*EXTRACT*:
In this case, while both document have both query terms, the field in the second document is shorter. Which means that, essentially, a higher percentage of the terms in the field value match the given query terms. In Solr’s mind, that makes it a better match, and the shorter document shows up first.

Solr doesn’t automatically give more weight to the recently-dead Monkee because internally it doesn’t care that you’re thinking of those values as four separate names. It just concatenates them together and indexes them.

This is not, for most people, expected behavior.

Phrase slop

Part of what’s going on here is that we haven’t told Solr that it should care how close together the terms are.

One way to do that is to use a phrase query by throwing quotes around the terms

Put double-quotes around it to make it a phrase query
  1.   "q" => '"Davy Jones"'

…but that won’t find anything, because Davy and Jones aren’t right next to each other in our document.

Solr does allow a phrase query to be “sloppy”, though — basically saying that instead of being right next to each other, the terms need to be within a certain number of tokens of each other.

For that, we’ll tell solr to search against certain fields (pf) treating the query as a phrase, and allow a little slop (ps) as well.

ruby/names_sloppy_query.rb
  1.   {
  2.     'fl' => 'score, *',
  3.     'defType' => 'dismax',
  4.     'wt' => 'csv',
  5.     'q' => 'davy jones',
  6.     'qf' => 'name_text',
  7.     'pf' => 'name_text^10', # search this field as a phrase
  8.     'ps' => '4' # allow 'phrase' to mean 'within 4 tokens of each other'
  9.   }

That gets us something more expected.

  1.   id,title,name_text,score
  2.   1,The Monkees,"Peter Tork,Mike Nesmith,Micky Dolenz,Davy Thomas Jones",0.2806283
  3.   2,Heros of the Wild West,"Buck Jones,Davy Crockett",0.029652705

Enter positionIncrementGap

OK. Now that we have the concept of “slop”, one of those mystery fieldtype parameters makes sense: positionIncrementGap. Basically, a positionIncrementGap of 1000 means When computing slop, pretend there are 1000 tokens between the entries in a multValued field.

A sloppy phrase search, then, will only find (and thus boost) the phrase if (a) the tokens are in the same entry for a multiValued field, and (b) your slop value is less than your positionIncrementGap.

All you have to do is use the pf and ps parameters and you’re set.

Note that this should be telling you two things:

  • Always use the same positionIncrementGap for your multiValued fields
  • Make it a number much larger than the maximum number of tokens you expect to ever have in a field.

Note that a large positionIncrementGap doesn’t actually put 1000 tokens in there — a large value doesn’t affect processing time or your index size or anything.

But I’m already using the pf parameter!

Slop is great when you want it. But I don’t always want to use slop. Slop of 4 makes the phrase “Sex in the City” be treated exactly the same as “In the Sex City“. If someone puts in an exact title, I want to reward them for that query by floating the exact match to the top, and slop prevents me from doing so.

Labeled-object pointing entries:
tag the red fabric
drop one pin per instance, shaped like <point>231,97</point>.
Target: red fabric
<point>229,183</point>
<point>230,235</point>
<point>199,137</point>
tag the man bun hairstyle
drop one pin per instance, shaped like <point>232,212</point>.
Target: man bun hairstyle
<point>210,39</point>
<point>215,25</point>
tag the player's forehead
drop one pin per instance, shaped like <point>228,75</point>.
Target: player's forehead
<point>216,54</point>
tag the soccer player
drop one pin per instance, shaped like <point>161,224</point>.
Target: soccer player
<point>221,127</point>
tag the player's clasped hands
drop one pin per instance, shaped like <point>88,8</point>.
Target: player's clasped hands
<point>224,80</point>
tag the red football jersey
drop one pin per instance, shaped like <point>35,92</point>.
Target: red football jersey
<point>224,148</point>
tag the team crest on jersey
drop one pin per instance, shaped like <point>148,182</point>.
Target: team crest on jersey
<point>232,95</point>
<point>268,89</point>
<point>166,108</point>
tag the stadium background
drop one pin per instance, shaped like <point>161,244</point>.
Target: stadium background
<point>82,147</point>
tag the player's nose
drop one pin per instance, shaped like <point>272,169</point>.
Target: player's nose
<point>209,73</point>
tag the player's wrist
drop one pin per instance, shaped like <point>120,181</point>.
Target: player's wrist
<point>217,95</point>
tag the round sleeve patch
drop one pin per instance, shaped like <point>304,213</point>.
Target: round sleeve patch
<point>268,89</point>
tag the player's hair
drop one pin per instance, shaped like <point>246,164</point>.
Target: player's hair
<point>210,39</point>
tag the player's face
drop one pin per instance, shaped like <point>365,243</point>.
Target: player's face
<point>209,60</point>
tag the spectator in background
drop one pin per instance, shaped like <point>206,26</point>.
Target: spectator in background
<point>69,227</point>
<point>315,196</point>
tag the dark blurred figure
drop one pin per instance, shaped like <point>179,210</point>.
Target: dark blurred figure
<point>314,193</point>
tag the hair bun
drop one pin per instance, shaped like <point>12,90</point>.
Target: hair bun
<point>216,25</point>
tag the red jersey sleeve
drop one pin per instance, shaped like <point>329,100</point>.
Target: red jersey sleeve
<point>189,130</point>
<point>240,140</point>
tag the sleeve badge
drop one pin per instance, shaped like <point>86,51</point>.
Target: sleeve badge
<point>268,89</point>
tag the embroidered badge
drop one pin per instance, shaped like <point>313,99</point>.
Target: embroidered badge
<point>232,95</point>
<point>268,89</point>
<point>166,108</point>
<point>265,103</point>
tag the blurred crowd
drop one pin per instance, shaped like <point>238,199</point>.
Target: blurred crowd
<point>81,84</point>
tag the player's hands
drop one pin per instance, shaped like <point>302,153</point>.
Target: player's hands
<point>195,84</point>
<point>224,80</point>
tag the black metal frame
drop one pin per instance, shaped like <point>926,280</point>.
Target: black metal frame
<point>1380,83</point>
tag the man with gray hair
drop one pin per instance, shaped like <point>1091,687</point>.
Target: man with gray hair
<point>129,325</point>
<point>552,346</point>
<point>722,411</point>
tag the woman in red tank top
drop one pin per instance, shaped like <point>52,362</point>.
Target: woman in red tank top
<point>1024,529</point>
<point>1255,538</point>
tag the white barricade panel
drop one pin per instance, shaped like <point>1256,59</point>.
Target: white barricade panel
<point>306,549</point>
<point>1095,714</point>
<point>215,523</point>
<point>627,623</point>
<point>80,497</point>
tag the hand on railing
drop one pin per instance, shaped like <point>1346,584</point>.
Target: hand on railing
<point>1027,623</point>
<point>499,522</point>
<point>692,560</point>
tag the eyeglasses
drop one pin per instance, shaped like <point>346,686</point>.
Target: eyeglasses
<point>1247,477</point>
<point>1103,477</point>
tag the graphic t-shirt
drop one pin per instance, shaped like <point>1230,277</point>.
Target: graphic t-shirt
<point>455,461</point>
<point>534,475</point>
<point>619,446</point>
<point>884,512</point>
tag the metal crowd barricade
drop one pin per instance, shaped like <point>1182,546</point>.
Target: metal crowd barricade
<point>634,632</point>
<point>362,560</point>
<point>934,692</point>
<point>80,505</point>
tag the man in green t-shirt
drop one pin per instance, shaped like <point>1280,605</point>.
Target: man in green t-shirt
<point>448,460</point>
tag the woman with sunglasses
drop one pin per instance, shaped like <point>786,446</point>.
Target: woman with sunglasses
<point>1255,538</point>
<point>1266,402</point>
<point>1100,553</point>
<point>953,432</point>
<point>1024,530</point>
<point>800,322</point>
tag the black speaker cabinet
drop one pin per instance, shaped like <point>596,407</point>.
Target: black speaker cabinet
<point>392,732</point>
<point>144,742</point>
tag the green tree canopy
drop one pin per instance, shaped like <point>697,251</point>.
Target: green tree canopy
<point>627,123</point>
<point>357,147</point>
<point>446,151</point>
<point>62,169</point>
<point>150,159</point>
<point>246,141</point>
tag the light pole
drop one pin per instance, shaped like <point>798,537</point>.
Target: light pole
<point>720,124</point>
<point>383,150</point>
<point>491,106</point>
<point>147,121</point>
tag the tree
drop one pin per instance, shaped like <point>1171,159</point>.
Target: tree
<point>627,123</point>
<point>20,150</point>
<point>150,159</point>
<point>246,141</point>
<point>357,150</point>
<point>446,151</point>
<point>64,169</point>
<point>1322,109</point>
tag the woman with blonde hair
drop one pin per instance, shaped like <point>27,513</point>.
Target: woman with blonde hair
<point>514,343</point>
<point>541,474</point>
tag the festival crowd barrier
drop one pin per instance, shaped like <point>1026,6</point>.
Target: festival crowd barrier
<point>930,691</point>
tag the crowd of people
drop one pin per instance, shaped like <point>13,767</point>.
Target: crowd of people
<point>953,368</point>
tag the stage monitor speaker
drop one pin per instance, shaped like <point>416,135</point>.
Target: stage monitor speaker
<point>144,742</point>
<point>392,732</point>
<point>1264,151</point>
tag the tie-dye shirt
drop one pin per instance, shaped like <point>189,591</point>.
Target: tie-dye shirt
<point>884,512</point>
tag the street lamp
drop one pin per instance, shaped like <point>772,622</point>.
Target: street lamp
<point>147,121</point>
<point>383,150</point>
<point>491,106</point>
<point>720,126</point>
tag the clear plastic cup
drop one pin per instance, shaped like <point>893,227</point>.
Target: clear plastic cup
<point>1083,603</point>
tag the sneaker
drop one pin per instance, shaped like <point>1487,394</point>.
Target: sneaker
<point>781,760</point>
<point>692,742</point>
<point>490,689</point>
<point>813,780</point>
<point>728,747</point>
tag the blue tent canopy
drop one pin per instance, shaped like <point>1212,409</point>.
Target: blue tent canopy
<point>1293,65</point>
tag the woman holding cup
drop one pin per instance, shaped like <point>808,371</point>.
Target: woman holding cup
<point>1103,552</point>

*WRITTEN REQUEST 1*:
Copy out the listing word for word, from its first line through the line with "<point>215,25</point>", and include both of those lines.
*WRITTEN REQUEST 2*:
Pick up the piece on Solr phrase searching and keep writing it from its last sentence onward.

*EXERCISE OUTPUT 1*:
tag the red fabric
drop one pin per instance, shaped like <point>231,97</point>.
Target: red fabric
<point>229,183</point>
<point>230,235</point>
<point>199,137</point>
tag the man bun hairstyle
drop one pin per instance, shaped like <point>232,212</point>.
Target: man bun hairstyle
<point>210,39</point>
<point>215,25</point>

*EXERCISE OUTPUT 2*:
[Forshadowing: We'll talk about exact-ish matches in a few days.]

OK, so we can’t just appropriate the pf/ps parameters and and push the slop value up all the time — that cripples our ability to create the query boost structure we want.

Query slop

So, dismax (and its cousin edismax) have an analogous parameter that affects only phrases within the normal query: qs.

qs is a dismax param that affects query slop — how much slop to allow in phrases within the query, much like the ps param.

The query

A three-token query
  1.   'q' => 'Bill "The Weasel" Dueber'

…has three tokens, the second of which (“The Weasel”) is a phrase. It’s that phrase token that is affected by query slop.

OK. So it affects only the phrases in the normal query. But…suppose we just force the entire query to be one big phrase? That’ll get us somewhere!

We just need to do the following:

  • Create a boost query that uses the same fields as the regular query
  • …but treats all the query terms as one big phrase
  • …and give it a query slop of one less that the positionIncrementGap in our field type definition (in my case, 999)

Package it up

OK, so here’s what we’re going to do. You can just take this basic idea and build it into your own queries in your application code. Try it. You might like it. Play around with what fields are affected, how much weight to give it, etc.

But heck, we’ve gone this far. Let’s encode it into the Solr configuration file solrconfig.xml itself as a custom request handler.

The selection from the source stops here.